What the task asks
Begin with the line in which "Objective — drop one pin on each instance of the white" appears and end with the final line of the entries. Retype each one exactly and add nothing.

Exercise data
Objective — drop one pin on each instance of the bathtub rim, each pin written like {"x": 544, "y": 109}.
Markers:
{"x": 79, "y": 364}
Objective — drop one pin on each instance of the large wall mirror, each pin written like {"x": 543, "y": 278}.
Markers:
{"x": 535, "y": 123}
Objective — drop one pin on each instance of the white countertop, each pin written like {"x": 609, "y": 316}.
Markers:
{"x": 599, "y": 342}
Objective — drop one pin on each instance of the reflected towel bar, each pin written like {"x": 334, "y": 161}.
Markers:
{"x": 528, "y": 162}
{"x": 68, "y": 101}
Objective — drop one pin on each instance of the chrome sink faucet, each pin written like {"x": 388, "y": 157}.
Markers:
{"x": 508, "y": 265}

Finished exercise
Objective — drop one pin on each instance of the white countertop, each pin written like {"x": 609, "y": 316}.
Markers:
{"x": 599, "y": 342}
Objective — drop one pin on each instance of the reflected towel bar, each pin written like {"x": 334, "y": 161}.
Markers:
{"x": 528, "y": 162}
{"x": 68, "y": 101}
Objective — drop one pin on each instance of the chrome sink faucet, each pin written like {"x": 388, "y": 157}.
Markers:
{"x": 508, "y": 265}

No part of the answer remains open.